THE REQUEST: In each of the rows below, replace "Looking at" with "Based on" and leave everything else unchanged.

>> Begin INPUT DATA

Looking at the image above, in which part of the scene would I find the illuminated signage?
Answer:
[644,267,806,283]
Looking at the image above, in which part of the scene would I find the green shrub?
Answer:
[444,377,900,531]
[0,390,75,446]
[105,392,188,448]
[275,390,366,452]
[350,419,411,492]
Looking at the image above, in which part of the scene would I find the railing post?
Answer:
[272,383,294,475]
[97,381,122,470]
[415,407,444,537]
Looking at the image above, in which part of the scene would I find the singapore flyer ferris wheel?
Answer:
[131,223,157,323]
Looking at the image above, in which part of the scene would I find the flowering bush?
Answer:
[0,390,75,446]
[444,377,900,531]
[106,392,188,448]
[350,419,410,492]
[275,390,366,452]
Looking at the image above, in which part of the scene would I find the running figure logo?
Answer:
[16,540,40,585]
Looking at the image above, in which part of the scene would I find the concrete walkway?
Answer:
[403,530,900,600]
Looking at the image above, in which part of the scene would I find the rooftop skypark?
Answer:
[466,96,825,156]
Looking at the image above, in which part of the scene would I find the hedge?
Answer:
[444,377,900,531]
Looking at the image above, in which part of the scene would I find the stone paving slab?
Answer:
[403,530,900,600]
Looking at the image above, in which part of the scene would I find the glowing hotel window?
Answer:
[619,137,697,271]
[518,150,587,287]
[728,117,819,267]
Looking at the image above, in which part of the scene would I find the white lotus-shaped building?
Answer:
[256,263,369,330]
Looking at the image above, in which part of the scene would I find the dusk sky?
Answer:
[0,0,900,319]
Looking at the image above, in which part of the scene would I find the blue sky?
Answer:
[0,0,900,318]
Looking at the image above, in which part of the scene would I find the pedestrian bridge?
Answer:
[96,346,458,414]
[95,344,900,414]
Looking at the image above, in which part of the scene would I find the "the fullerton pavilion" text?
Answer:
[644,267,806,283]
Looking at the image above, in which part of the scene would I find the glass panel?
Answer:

>> End INPUT DATA

RESPONSE TO THIS TASK:
Based on the image above, in which part of the scene would I find the illuminated signage?
Answer:
[644,267,806,283]
Based on the image above, in which part of the scene would I find the green shrub?
Answer:
[444,377,900,531]
[0,390,75,446]
[105,392,188,448]
[275,390,366,452]
[350,419,411,492]
Based on the image above, in which part of the scene would I find the railing post?
Answer:
[272,383,294,475]
[97,381,122,470]
[415,407,444,537]
Based on the image above, in which part of the scene would I find the singapore flyer ferris wheel?
Answer:
[131,223,157,323]
Based on the image above, in which part of the scene would I find the flowering bush?
Answer:
[0,390,75,446]
[444,377,900,531]
[106,392,188,448]
[350,419,410,492]
[275,390,366,452]
Based on the image above, in which part of the scene would I find the running figure logo?
Answer:
[16,540,40,585]
Based on the image above, in which part of the scene would I find the concrete walkway?
Answer:
[403,530,900,600]
Based on the image above, in which part of the scene would I find the rooftop skypark?
Answer:
[466,96,825,156]
Based on the image above, in which part of the scene would I find the hedge?
Answer:
[444,377,900,531]
Based on the image above, in which part of the scene would I find the stone paving slab?
Answer:
[403,530,900,600]
Based on the image above, in which part of the scene would I find the glowing hotel window?
Answer:
[619,137,697,271]
[518,150,587,287]
[728,117,819,267]
Based on the image above, in which part of the scene would I find the white lotus-shaped building?
Answer:
[256,263,369,330]
Based on the image above, in which part of the scene would I find the dusk sky?
Answer:
[0,0,900,319]
Based on the image above, in which part of the scene would I find the blue sky?
Answer:
[0,0,900,318]
Based on the image above, in which part of the scene would I find the pedestrian bridge?
Answer:
[96,346,458,414]
[95,344,900,414]
Based on the image above, in which part of the scene would I find the "the fullerton pavilion" text?
Answer:
[644,267,806,283]
Based on the image above, in which part of the scene would I find the glass panel?
Answer:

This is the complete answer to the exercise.